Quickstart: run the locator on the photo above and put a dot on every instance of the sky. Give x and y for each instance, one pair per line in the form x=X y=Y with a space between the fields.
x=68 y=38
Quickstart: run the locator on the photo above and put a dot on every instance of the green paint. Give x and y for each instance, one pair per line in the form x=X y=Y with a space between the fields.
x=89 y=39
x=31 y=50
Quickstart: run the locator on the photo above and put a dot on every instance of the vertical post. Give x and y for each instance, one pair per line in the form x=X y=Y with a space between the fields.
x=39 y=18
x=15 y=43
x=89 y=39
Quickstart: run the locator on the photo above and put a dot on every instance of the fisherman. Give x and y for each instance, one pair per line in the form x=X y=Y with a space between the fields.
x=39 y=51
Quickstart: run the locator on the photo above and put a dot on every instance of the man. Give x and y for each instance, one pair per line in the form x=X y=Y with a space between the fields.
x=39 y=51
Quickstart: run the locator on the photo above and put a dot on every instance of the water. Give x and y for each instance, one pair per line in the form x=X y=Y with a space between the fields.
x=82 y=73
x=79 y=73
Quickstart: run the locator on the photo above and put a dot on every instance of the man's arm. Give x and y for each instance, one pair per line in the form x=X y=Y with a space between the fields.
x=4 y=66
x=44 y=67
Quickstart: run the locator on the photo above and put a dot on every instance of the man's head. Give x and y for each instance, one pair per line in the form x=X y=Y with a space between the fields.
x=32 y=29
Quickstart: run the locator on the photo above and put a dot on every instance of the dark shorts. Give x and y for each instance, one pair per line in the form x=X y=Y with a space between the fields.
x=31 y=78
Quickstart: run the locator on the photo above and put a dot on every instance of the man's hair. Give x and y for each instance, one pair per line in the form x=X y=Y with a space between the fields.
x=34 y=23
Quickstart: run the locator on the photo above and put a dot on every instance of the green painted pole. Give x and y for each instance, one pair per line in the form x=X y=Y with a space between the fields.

━━━━━━

Description of the task: Transcribe all of the material without omitting a line.

Written solution:
Quickstart: run the locator on the photo above and put a dot on every instance of the sky. Give x and y for each instance, one pair per line in the form x=X y=Y with a space between the fields.
x=68 y=38
Quickstart: run the locator on the photo above and put a dot on every instance of the green paint. Give x and y for each instance, one pair per line in the form x=X y=Y with a space between the fields.
x=89 y=39
x=31 y=50
Quickstart: run the locator on the photo above and put a dot on every instance of the vertical post. Give x and y for each instance, one pair per line in the form x=X y=Y with a space between the fields.
x=39 y=18
x=15 y=43
x=89 y=39
Quickstart: run the locator on the photo above and put a dot on every instance of the fisherman. Give x and y for each instance, one pair per line in the form x=X y=Y with a space between the fields.
x=39 y=51
Quickstart: run the locator on the photo above and put a dot on every instance of the man. Give x and y for each instance, one pair per line in the form x=X y=Y with a space between the fields.
x=39 y=51
Quickstart: run the locator on the photo above and put a dot on every instance of the water. Give x and y for each instance, one pair per line in the form x=X y=Y with a space between the fields.
x=82 y=73
x=79 y=73
Quickstart: run the locator on the photo above and put a dot on every instance of the man's arm. Give x and y for each instance, one pair per line in the form x=X y=Y with a space between the fields.
x=4 y=66
x=44 y=67
Quickstart: run the locator on the photo above and put a dot on every instance of the man's head. Give x and y for each instance, one pair per line in the form x=X y=Y with a space between the fields.
x=32 y=29
Quickstart: run the locator on the photo above and put a dot on every instance of the dark shorts. Give x and y for each instance, one pair per line in the form x=X y=Y with a space between the fields.
x=31 y=78
Quickstart: run the locator on the photo above and put a dot on every instance of the man's hair. Give x and y for each instance, one pair per line in the form x=X y=Y with a space between the fields.
x=34 y=23
Quickstart: run the locator on the photo above and put a dot on every instance of the green painted pole. Give x and y for each instance, one pair per line in the form x=X y=Y with a space between the fields.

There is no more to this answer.